Provided information:

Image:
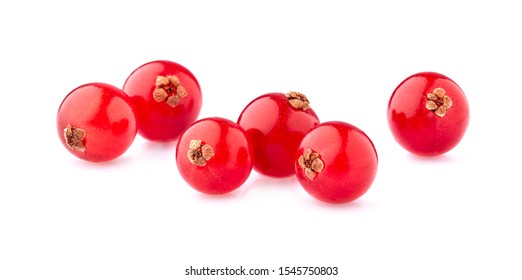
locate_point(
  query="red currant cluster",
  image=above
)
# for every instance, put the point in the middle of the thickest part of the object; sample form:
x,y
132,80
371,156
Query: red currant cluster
x,y
277,134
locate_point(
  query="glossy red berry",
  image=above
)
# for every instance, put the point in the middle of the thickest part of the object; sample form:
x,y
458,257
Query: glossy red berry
x,y
275,123
214,156
167,98
96,122
336,162
428,114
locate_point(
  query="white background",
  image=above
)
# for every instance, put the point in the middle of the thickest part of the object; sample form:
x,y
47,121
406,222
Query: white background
x,y
452,217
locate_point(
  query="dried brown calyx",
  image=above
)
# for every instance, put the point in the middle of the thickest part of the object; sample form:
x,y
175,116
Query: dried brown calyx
x,y
74,138
438,102
311,163
169,89
298,100
199,153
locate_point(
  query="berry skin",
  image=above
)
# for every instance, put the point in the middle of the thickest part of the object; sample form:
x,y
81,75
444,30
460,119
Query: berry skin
x,y
275,123
96,122
214,156
336,162
428,114
167,98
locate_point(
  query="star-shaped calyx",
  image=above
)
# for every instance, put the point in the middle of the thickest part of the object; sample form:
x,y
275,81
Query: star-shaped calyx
x,y
199,153
169,89
438,102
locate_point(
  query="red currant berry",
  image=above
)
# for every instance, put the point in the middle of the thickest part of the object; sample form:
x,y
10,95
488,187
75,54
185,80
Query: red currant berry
x,y
428,114
96,122
336,162
275,123
167,98
214,156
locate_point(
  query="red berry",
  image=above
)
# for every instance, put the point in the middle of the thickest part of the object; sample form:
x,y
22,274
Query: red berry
x,y
167,98
214,156
275,123
96,122
336,162
428,114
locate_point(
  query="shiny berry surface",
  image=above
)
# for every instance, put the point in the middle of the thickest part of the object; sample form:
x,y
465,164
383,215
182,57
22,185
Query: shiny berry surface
x,y
336,162
167,97
276,123
214,156
428,114
96,122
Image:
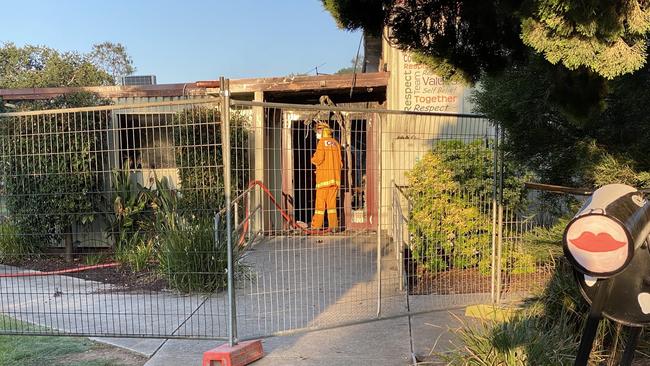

Assignment:
The listing above must be restated word for word. Its pictures are to be left out.

Exercise response:
Image:
locate_point(
  query="red currant cluster",
  image=above
)
# for every instance, put the point in the middle of the thickest part of the object; sample form:
x,y
132,80
371,156
Query: red currant cluster
x,y
277,134
locate_point(
  query="glossy red berry",
  image=above
)
# for every instance, put the point in the middle of the thickest part of the object; sample form:
x,y
458,257
Query: glossy red berry
x,y
275,123
214,156
167,98
96,122
336,162
428,114
locate_point(
  query="white background",
  image=above
)
# for every instance, put the point in the middle of the thickest part of the object; sample form:
x,y
47,121
406,222
Query: white background
x,y
452,217
locate_point(
  query="dried brown calyx",
  image=above
)
# for every instance, put the point in the middle of the thickest part of the object; sample form:
x,y
175,116
Query: dried brown calyx
x,y
74,138
438,102
311,163
169,89
298,100
199,153
locate_point(
  query="berry skin",
  image=above
)
# for every instance, put the point in the middle of the thickest part of the object; sample form:
x,y
81,75
444,30
460,119
Query: berry skin
x,y
275,123
96,122
214,156
336,162
428,114
167,98
locate_point(
  query="star-shaped calyx",
  image=above
)
# for every instance, put the point in the middle of the thickest part of the object; sample form:
x,y
275,81
Query: star-shaped calyx
x,y
199,153
169,89
438,102
locate_point(
  query="red currant berry",
  image=above
)
# for every instance, put the point in the middle of the thickest part of the object; sample form:
x,y
10,95
488,187
75,54
185,80
Query: red currant berry
x,y
428,114
96,122
336,162
275,123
167,98
214,156
locate_point(
  query="red berry",
  image=above
)
# for every instance, put the point in the middle of the thickest part of the object; sample form:
x,y
22,274
Query: red berry
x,y
167,98
214,156
275,123
96,122
336,162
428,114
locate_point(
  query="shiny berry surface",
  image=above
)
# for every instance, put the point in the middle of the thickest part of the object; sample form:
x,y
465,164
383,215
182,57
22,185
Query: shiny berry surface
x,y
336,162
167,97
276,123
214,156
428,114
96,122
Image:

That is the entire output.